— REQUEST —
All of the material below is to be returned exactly.
━━ INFORMATION GIVEN
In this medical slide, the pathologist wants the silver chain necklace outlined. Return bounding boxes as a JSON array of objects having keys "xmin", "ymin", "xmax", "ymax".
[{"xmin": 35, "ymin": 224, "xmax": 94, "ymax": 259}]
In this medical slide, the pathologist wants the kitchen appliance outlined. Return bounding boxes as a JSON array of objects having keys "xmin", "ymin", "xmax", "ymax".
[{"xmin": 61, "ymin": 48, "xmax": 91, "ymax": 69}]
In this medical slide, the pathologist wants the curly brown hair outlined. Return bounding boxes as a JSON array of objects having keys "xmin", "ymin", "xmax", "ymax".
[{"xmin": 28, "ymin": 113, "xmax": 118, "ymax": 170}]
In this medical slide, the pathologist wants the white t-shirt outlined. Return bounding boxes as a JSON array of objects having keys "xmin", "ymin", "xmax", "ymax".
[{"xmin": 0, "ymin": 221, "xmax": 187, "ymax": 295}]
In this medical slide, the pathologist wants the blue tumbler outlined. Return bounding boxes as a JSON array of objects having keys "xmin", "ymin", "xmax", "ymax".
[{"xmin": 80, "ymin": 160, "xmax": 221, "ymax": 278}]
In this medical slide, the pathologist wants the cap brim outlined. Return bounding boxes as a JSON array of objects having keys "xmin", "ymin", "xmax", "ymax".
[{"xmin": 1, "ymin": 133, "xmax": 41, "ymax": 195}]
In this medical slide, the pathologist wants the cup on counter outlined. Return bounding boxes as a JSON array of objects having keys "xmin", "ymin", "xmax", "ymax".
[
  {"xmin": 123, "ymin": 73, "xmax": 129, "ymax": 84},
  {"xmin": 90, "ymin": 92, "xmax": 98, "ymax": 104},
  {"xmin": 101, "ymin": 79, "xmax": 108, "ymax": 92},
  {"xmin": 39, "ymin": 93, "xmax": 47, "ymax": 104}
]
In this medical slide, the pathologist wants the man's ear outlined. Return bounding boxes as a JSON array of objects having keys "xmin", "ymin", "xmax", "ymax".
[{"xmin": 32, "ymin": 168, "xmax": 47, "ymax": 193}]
━━━━
— TASK SOLUTION —
In this medical slide, the pathologist wants the silver chain necklace outlined. Return bounding boxes as a JSON array of objects having keys "xmin", "ymin", "xmax", "ymax".
[{"xmin": 35, "ymin": 224, "xmax": 94, "ymax": 259}]
In this medical slide, the pathologist wants the kitchen appliance outlined. Return bounding boxes as a JSON array of objects having keys "xmin", "ymin", "xmax", "ymax".
[{"xmin": 61, "ymin": 48, "xmax": 91, "ymax": 69}]
In this medical slide, the pathologist wants the curly brown hair outlined. Return bounding boxes as a JSON array of objects having keys "xmin", "ymin", "xmax", "ymax".
[{"xmin": 28, "ymin": 113, "xmax": 118, "ymax": 170}]
In this medical slide, the pathologist wants the white t-shirt outlined. Return bounding boxes as a JSON array of objects having keys "xmin", "ymin", "xmax", "ymax".
[{"xmin": 0, "ymin": 221, "xmax": 187, "ymax": 295}]
In this medical slide, the pathologist wants the blue tumbler outlined. Return bounding boxes as a JSON array of objects having keys "xmin", "ymin", "xmax", "ymax".
[{"xmin": 80, "ymin": 160, "xmax": 221, "ymax": 278}]
In this medical slide, the pathologist wants the cap brim outlined. Return bounding boxes as a JSON array of objects having keys "xmin", "ymin", "xmax", "ymax".
[{"xmin": 1, "ymin": 133, "xmax": 41, "ymax": 195}]
In this medical slide, the pathologist wants the cup on counter outlined. Return bounding boxes as a JSON array of objects having keys "xmin", "ymin", "xmax", "ymax".
[
  {"xmin": 123, "ymin": 73, "xmax": 129, "ymax": 84},
  {"xmin": 90, "ymin": 92, "xmax": 98, "ymax": 104},
  {"xmin": 101, "ymin": 79, "xmax": 108, "ymax": 92},
  {"xmin": 39, "ymin": 93, "xmax": 47, "ymax": 104}
]
In this medical slide, the pathologist wants the man's ear outlined. Return bounding boxes as a JSON array of objects having keys "xmin", "ymin", "xmax", "ymax".
[{"xmin": 32, "ymin": 168, "xmax": 47, "ymax": 193}]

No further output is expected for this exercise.